> _Exercise aim_
Retype the material in full, keeping every word the same.

> _Data provided_
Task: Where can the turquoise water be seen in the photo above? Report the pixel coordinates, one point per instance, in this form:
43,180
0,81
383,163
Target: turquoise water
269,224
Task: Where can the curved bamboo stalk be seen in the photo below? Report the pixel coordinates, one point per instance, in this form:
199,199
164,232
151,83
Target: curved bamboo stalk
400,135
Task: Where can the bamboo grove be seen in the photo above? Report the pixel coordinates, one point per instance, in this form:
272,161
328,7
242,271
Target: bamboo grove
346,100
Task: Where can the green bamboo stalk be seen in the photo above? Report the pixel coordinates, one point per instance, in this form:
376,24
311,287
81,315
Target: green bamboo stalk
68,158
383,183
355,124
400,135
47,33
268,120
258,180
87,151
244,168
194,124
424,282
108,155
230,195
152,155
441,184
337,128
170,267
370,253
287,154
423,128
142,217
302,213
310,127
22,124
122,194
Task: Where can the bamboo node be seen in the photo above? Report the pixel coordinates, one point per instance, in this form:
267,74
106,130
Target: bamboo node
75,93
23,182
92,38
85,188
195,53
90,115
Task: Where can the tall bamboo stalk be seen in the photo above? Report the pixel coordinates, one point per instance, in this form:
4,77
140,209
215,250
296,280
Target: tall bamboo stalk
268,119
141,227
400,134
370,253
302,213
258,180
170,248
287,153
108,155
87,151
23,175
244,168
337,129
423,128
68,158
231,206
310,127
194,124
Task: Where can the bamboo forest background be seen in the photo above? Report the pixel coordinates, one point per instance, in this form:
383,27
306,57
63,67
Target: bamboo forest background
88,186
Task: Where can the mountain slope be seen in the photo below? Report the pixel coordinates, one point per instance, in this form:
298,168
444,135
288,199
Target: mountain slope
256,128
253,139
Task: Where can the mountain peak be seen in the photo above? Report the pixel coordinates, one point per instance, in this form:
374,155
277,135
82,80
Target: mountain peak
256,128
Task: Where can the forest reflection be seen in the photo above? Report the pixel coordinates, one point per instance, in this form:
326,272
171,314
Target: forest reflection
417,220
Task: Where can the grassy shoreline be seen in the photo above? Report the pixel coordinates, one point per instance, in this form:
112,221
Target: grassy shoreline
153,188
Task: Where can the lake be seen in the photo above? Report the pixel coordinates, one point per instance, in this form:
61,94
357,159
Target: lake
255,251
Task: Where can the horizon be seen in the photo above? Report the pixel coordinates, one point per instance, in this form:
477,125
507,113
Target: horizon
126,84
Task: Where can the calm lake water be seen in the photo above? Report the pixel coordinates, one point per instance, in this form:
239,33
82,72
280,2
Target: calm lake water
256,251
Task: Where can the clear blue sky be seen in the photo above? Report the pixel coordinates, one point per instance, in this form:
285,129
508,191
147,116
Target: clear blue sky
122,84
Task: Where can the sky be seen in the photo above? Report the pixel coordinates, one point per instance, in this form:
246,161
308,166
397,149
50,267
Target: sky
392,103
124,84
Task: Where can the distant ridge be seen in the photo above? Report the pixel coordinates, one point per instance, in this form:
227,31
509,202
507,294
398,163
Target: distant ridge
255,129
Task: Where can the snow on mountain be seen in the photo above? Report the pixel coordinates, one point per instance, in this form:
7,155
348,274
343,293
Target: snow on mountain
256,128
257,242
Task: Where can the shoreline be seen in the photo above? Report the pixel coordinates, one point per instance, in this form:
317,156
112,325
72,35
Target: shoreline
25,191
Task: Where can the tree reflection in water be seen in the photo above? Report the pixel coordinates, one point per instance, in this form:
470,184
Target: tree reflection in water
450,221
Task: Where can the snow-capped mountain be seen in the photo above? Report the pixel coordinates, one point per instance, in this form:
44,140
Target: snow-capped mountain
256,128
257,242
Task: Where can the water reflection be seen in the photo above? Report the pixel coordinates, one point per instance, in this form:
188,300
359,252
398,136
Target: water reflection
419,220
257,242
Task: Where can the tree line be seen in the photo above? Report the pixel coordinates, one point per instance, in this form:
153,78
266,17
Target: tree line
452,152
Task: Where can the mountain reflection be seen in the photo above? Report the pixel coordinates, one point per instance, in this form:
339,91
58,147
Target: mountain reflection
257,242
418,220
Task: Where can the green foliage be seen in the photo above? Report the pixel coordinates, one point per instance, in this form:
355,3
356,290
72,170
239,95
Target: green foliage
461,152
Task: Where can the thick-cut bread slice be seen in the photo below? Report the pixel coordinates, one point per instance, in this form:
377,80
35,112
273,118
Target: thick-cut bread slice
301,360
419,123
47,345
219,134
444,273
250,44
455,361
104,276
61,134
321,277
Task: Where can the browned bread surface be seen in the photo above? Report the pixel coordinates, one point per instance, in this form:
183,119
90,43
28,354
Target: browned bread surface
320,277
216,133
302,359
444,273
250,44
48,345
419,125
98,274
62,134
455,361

> _Output for this exercise_
Task: Where can the turquoise water be seen in the photo above? Report the pixel coordinates, one point per instance, in this form:
43,180
0,81
383,163
Target: turquoise water
269,224
Task: Where can the curved bamboo stalk be seen in the photo below? Report the pixel coordinates, one point per instance, in this form:
199,199
164,232
151,83
Target: curved bamboo stalk
400,135
Task: Where can the bamboo grove be seen in the photo above? Report the pixel coordinates, one point per instance, in this form:
272,161
328,7
242,271
Target: bamboo grove
346,100
Task: Where can the green bamboo stalk be seen in the photo above? Report the pixel coordinates, one point per instance, in this form:
376,24
311,287
81,315
Target: green bamboo stalk
68,158
383,183
355,124
400,135
47,33
268,120
258,180
87,151
244,168
194,124
424,282
108,155
230,195
152,155
441,184
337,128
170,267
370,253
287,154
423,128
142,217
302,213
310,127
22,124
122,194
Task: Where can the bamboo node be seen in the photo above? Report the pixel coordinates, one point per instance, in this form:
267,74
106,130
Target: bamboo node
75,93
23,182
92,38
85,188
195,53
90,115
Task: Where can the tall bamboo stalk be seen in the photo above? Report the pixel coordinates, one point per instance, in this form:
4,77
140,209
215,250
296,280
Target: tall bamboo stalk
268,119
141,227
400,134
370,253
302,213
258,180
170,248
287,153
108,155
87,151
23,175
244,168
337,129
423,128
68,158
231,206
310,127
194,124
Task: Where can the bamboo forest background be seen in the photo above? Report the pixel coordinates, one point per instance, in this form:
383,27
306,57
63,67
Target: bamboo forest background
88,186
Task: Where can the mountain slope be seen in the photo below? Report the pixel coordinates, one point per instance, in this form:
298,168
444,135
288,199
Target: mountain slope
256,128
253,139
Task: Where can the mountain peak be seen in the photo above? Report the pixel coordinates, one point per instance, in this form:
374,155
277,135
82,80
Target: mountain peak
256,128
Task: Where can the forest reflection be seen in the photo above? Report the pixel coordinates, one point per instance, in this form:
326,272
171,314
Target: forest reflection
417,220
Task: Where can the grassy shoreline be seen in the photo above? Report the pixel coordinates, one point per instance, in this form:
112,221
Target: grassy shoreline
153,188
Task: Where can the lake be seen in the photo above? Report the pixel coordinates, one point per instance, in this form:
61,94
357,159
Target: lake
255,251
Task: Where can the horizon be seen in the photo above? Report the pixel coordinates, one point per instance, in this form:
477,125
507,113
Target: horizon
126,84
Task: Where can the calm lake water be seen in the photo above? Report the pixel coordinates, one point per instance, in this form:
239,33
82,72
280,2
Target: calm lake water
256,251
Task: Where can the clear blue sky be seen in the photo above? Report the pixel coordinates, one point per instance, in this form:
285,129
508,191
147,116
Target: clear blue sky
122,84
Task: Where can the sky be seen in the photo above? Report the pixel coordinates, one point per instance, in this form:
246,161
308,166
397,149
50,267
Target: sky
392,103
124,84
Task: Where can the distant ridge be seen in the photo above? Report the pixel coordinates, one point per instance, in this form:
227,31
509,202
507,294
398,163
Target: distant ridge
255,129
Task: Where can the snow on mountain be seen in the photo above? Report the pixel coordinates, one point per instance, in this form:
7,155
348,274
343,293
Target: snow on mountain
256,128
257,242
Task: Where can the shoreline be seen in the photo above? Report the pixel coordinates, one point per instance, in this form:
317,156
112,325
72,35
Target: shoreline
25,191
Task: Where can the tree reflection in water be seen in the photo above? Report the pixel coordinates, one point per instance, in this form:
470,184
Target: tree reflection in water
450,221
Task: Where can the snow-capped mountain be seen in the photo above? Report the pixel coordinates, one point per instance, in this form:
44,140
Target: snow-capped mountain
256,128
257,242
Task: Where can the water reflection be seen in the photo above? Report the pixel coordinates, one point per instance, in this form:
188,300
359,252
398,136
Target: water reflection
419,220
257,242
Task: Where can the tree line be seen in the photo above? Report the pixel coordinates, one point per instance, in this form:
153,78
266,17
Target: tree line
452,152
Task: Where can the mountain reflection be seen in the photo above? Report the pixel coordinates, one point per instance, in this form:
339,91
58,147
Target: mountain reflection
257,242
418,220
Task: Where can the green foliage be seen in the photo above? Report the pixel coordinates, one point per instance, in this form:
355,3
356,290
72,170
239,95
Target: green foliage
461,152
Task: Where can the thick-cut bread slice be seen in the photo below? Report the pixel coordinates, one point per instance, in this form:
377,80
35,112
273,118
Target: thick-cut bread slice
301,360
419,123
47,345
219,134
444,273
250,44
455,361
104,276
61,134
321,277
Task: Where can the browned bread surface be seen in the photo above? Report the pixel coordinates, one point per instance, in this form:
183,119
90,43
28,354
Target: browned bread surface
320,277
216,133
302,359
444,273
250,44
48,345
419,125
98,274
62,134
455,361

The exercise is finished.